Assignment — Go through the entries one line at a time, and gather every line that has the word "soccer".

____ Extracted information

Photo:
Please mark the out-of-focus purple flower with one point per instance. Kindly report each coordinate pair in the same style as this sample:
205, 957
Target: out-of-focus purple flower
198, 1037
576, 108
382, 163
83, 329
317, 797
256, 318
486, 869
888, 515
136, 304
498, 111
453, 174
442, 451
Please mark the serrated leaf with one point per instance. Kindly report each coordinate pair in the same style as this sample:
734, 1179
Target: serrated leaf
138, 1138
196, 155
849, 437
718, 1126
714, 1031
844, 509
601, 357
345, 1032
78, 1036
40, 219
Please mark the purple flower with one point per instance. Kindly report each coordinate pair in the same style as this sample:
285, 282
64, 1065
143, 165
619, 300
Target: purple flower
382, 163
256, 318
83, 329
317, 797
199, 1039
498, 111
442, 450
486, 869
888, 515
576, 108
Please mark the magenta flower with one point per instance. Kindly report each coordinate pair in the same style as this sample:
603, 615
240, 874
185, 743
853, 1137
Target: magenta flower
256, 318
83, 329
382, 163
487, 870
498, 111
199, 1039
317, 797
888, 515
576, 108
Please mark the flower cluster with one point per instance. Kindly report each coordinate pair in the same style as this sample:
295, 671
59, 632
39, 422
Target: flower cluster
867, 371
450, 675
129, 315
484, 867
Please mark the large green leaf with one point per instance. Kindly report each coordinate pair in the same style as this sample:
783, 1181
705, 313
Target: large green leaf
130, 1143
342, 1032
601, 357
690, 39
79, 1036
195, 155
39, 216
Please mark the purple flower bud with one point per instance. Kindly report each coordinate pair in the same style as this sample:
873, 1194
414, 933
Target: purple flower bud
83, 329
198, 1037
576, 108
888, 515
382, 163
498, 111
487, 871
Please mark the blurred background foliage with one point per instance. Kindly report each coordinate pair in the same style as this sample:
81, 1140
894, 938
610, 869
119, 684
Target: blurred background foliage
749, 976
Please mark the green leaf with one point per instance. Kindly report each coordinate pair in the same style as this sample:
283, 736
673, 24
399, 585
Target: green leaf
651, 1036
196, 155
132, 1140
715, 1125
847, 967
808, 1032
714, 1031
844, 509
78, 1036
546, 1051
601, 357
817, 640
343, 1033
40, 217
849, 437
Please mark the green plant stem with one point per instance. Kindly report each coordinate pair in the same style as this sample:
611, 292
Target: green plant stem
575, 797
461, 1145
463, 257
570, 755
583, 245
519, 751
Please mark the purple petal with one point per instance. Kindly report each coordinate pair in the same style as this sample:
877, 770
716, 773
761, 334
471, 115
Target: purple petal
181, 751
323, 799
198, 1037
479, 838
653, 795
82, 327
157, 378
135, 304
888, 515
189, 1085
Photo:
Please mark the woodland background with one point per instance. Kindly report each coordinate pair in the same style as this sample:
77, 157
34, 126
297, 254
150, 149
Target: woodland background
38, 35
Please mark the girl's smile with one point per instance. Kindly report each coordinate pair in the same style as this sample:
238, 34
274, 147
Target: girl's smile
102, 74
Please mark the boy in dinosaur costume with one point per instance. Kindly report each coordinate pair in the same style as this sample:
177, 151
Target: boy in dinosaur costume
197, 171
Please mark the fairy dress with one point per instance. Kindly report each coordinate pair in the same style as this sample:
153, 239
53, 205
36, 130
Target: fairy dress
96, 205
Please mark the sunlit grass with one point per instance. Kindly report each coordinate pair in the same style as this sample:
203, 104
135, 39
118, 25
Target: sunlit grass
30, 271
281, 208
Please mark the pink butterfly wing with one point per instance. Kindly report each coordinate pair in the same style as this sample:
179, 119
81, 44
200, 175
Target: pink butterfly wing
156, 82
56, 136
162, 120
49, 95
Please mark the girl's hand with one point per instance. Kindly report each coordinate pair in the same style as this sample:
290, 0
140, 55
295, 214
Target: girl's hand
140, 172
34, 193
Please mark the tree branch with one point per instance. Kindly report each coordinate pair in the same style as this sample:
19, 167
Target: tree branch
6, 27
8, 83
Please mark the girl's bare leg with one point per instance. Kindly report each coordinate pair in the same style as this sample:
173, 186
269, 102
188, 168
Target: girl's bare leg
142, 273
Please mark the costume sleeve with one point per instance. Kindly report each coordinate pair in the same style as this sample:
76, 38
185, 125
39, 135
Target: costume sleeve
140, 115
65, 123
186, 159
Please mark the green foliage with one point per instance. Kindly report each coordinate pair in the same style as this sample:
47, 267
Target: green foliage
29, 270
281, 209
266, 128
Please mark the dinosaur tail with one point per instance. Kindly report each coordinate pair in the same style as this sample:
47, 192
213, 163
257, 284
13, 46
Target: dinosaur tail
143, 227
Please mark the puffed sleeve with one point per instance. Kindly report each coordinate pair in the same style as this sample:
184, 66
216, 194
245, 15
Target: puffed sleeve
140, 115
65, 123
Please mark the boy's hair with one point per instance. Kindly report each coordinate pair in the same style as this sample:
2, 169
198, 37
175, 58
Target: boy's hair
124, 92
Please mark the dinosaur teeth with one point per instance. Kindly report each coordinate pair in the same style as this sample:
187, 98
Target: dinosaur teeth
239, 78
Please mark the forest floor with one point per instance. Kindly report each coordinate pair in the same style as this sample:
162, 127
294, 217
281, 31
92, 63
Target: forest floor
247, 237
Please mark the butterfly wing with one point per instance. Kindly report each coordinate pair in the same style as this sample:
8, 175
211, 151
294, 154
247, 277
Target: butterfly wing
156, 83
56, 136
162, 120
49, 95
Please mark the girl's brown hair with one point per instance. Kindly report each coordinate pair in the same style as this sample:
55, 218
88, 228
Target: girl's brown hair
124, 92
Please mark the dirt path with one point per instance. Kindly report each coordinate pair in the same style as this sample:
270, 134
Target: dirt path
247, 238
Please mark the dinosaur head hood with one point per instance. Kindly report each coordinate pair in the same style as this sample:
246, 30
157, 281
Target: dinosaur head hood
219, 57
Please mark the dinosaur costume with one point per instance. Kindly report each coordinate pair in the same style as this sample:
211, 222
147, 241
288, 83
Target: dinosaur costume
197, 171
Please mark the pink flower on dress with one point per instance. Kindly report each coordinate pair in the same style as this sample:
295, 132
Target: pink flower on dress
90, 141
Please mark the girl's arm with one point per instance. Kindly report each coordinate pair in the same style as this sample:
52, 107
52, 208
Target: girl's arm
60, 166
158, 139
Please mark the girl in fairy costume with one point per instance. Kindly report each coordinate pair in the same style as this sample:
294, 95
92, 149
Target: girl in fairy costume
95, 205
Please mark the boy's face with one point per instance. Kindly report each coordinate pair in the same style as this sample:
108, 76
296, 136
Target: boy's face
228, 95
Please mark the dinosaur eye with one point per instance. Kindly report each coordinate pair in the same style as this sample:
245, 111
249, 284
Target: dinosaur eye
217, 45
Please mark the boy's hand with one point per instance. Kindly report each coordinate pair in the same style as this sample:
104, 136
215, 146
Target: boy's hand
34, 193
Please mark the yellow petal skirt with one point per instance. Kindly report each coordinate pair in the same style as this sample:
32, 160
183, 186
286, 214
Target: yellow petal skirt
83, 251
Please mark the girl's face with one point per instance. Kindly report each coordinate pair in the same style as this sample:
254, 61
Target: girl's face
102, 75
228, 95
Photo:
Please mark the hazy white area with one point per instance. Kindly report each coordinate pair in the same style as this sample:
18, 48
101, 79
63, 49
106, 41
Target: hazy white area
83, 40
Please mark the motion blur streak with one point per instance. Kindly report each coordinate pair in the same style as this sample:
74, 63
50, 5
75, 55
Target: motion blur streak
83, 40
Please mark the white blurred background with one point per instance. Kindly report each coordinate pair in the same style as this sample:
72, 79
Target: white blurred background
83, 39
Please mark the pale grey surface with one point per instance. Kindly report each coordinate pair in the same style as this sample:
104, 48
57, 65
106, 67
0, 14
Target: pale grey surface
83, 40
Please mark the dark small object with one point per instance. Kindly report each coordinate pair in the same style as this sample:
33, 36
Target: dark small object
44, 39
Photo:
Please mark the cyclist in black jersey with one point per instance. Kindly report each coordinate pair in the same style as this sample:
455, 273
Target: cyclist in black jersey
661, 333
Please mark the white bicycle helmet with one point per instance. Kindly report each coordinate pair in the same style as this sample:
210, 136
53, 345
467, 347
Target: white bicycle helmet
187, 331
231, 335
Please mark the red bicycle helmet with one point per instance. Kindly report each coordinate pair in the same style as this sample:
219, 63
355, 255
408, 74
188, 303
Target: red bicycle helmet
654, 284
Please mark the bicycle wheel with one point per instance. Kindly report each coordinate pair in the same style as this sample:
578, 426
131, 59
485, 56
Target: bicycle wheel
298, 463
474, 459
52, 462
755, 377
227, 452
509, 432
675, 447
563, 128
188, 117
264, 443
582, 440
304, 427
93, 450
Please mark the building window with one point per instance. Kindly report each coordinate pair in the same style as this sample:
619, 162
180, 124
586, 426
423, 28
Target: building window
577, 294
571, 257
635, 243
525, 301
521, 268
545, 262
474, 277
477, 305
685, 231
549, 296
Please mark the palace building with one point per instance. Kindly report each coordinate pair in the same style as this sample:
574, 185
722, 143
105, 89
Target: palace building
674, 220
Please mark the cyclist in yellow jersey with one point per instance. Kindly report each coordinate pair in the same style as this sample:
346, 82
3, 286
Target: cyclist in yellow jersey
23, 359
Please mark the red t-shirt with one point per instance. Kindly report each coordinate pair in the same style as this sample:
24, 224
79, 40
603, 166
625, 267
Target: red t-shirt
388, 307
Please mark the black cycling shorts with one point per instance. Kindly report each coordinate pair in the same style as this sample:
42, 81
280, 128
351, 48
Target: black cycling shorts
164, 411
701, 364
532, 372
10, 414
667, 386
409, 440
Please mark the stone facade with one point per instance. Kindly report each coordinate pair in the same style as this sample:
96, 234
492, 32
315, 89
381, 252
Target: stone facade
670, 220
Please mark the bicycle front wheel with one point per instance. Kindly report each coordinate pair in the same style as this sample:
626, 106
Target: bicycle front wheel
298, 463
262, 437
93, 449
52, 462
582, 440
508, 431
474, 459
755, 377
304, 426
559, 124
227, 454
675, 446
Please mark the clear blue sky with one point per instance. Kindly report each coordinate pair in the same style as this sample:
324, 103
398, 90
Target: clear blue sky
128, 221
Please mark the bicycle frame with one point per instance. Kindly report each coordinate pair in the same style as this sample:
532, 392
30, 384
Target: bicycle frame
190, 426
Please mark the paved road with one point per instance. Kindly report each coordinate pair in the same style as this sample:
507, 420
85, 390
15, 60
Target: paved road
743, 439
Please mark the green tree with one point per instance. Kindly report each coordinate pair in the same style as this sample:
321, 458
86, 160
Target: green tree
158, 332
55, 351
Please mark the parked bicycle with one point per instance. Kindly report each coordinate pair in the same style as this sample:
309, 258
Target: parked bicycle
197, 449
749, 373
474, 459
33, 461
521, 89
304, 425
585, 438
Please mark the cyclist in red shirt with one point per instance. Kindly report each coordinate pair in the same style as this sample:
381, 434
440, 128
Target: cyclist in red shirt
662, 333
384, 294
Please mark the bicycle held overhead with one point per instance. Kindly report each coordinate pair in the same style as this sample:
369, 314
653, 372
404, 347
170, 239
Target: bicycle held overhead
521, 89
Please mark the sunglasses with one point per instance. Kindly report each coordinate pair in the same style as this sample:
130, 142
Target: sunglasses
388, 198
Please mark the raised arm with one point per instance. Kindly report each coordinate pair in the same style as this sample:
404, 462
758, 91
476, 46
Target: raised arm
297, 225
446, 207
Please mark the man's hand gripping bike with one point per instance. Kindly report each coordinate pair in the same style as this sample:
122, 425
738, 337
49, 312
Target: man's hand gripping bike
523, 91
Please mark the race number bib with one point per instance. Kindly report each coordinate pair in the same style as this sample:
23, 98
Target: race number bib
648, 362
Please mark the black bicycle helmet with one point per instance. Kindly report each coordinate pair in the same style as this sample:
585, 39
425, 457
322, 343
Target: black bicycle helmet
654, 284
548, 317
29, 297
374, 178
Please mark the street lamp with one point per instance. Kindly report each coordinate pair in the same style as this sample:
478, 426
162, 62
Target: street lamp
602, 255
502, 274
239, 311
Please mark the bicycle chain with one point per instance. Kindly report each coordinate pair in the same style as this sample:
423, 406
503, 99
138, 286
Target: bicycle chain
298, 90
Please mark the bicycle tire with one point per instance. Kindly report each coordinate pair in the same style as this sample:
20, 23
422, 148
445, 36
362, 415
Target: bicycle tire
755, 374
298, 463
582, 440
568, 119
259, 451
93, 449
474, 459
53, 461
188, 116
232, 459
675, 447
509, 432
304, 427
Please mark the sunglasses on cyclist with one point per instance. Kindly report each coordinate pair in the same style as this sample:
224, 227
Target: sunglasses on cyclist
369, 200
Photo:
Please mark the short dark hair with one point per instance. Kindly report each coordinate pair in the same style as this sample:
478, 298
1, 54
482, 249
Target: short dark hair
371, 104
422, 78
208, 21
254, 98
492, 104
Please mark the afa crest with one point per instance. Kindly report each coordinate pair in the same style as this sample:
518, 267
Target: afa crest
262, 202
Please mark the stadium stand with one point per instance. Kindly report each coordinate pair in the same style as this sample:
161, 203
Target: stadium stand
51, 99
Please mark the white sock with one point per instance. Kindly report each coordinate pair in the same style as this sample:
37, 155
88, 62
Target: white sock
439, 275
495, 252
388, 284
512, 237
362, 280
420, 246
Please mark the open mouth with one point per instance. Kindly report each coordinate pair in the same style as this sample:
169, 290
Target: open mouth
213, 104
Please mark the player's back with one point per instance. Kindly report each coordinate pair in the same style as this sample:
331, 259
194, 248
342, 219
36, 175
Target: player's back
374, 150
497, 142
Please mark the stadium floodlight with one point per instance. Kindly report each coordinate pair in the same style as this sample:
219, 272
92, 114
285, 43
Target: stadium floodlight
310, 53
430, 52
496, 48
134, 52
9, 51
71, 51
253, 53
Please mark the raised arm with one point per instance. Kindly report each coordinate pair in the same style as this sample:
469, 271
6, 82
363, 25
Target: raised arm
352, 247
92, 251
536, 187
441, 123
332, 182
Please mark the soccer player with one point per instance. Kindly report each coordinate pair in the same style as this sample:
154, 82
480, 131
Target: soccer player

________

Task output —
Please mark the soccer player with one point per instance. Kindly report each coordinate pair in the same style as this sample:
Target: soccer player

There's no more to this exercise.